- PROVIDED PASSAGE -
National Make a Difference Day was on Oct. 23 and celebrated those working for the good of others. The day also encouraged others to join in and find a way to have a positive impact on the world.
Making a difference can be something as small as holding the door open for someone, or as big as starting a nonprofit or an organization. However, no matter what way someone decides to make a difference, the benefits of community service are limitless.
According to Volunteer Hub, those who volunteer regularly have a 27 percent better chance of gaining employment. The organization also notes that 60 percent of hiring managers see volunteering as a valuable asset.
Doing good can also have many health benefits such as reducing stress and increasing one’s life expectancy. Not to mention it is a good way to connect with your community and get to know the people who live in your area. This will allow you to make important connections and to get some perspective from people who have had different experiences than you.
Here are some ways you can make a difference:
In your local community
- Show an act of kindness to a stranger
- Volunteer with a local organization
- Donate old clothes or belongings to a local drop off place
- Start a community garden
- Give someone a compliment
- Clean up trash in your neighborhood
- Adopt a shelter animal
On a larger scale
- Protest or advocate for a cause you care about
- Make a donation online to a charity
- Donate blood with the Red Cross
- Recycle and work to live more sustainably
- Shout out a national or global charity or program on your social media
- Write a letter to a soldier overseas
Below, are 10 grants that are available on GrantWatch to fund projects focused on making a difference.

- DATA SHOWN -

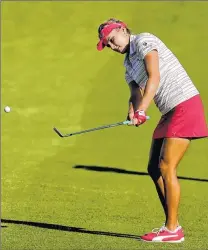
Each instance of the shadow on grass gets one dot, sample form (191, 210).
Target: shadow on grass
(68, 229)
(123, 171)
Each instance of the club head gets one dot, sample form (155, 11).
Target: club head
(58, 132)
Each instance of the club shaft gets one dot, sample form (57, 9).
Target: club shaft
(97, 128)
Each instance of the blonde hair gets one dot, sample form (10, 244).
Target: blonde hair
(112, 20)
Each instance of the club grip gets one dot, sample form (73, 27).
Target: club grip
(127, 122)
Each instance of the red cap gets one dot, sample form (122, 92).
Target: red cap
(105, 31)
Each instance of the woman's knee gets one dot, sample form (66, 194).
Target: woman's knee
(153, 169)
(167, 167)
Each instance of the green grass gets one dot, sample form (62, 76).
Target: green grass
(53, 75)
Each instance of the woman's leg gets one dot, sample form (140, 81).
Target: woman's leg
(154, 171)
(172, 151)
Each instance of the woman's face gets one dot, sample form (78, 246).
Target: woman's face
(118, 40)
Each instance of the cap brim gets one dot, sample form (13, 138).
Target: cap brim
(100, 45)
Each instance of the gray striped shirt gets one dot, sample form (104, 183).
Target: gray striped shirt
(175, 84)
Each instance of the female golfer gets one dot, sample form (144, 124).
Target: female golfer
(154, 73)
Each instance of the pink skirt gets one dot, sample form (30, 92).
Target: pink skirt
(186, 120)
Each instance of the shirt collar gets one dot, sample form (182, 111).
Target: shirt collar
(132, 49)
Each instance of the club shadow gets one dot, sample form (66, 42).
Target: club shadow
(124, 171)
(68, 228)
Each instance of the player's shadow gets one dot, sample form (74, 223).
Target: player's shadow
(124, 171)
(69, 229)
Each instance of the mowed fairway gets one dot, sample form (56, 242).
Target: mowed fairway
(90, 191)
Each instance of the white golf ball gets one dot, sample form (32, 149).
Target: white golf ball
(7, 109)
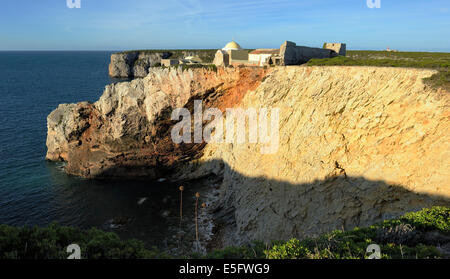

- WORK INSTRUCTIONS -
Transcribe the Make a Difference Day text above word for word, in full.

- OUTPUT OF THE EXERCISE -
National Make a Difference Day was on Oct. 23 and celebrated those working for the good of others. The day also encouraged others to join in and find a way to have a positive impact on the world.
Making a difference can be something as small as holding the door open for someone, or as big as starting a nonprofit or an organization. However, no matter what way someone decides to make a difference, the benefits of community service are limitless.
According to Volunteer Hub, those who volunteer regularly have a 27 percent better chance of gaining employment. The organization also notes that 60 percent of hiring managers see volunteering as a valuable asset.
Doing good can also have many health benefits such as reducing stress and increasing one’s life expectancy. Not to mention it is a good way to connect with your community and get to know the people who live in your area. This will allow you to make important connections and to get some perspective from people who have had different experiences than you.
Here are some ways you can make a difference:
In your local community
- Show an act of kindness to a stranger
- Volunteer with a local organization
- Donate old clothes or belongings to a local drop off place
- Start a community garden
- Give someone a compliment
- Clean up trash in your neighborhood
- Adopt a shelter animal
On a larger scale
- Protest or advocate for a cause you care about
- Make a donation online to a charity
- Donate blood with the Red Cross
- Recycle and work to live more sustainably
- Shout out a national or global charity or program on your social media
- Write a letter to a soldier overseas
Below, are 10 grants that are available on GrantWatch to fund projects focused on making a difference.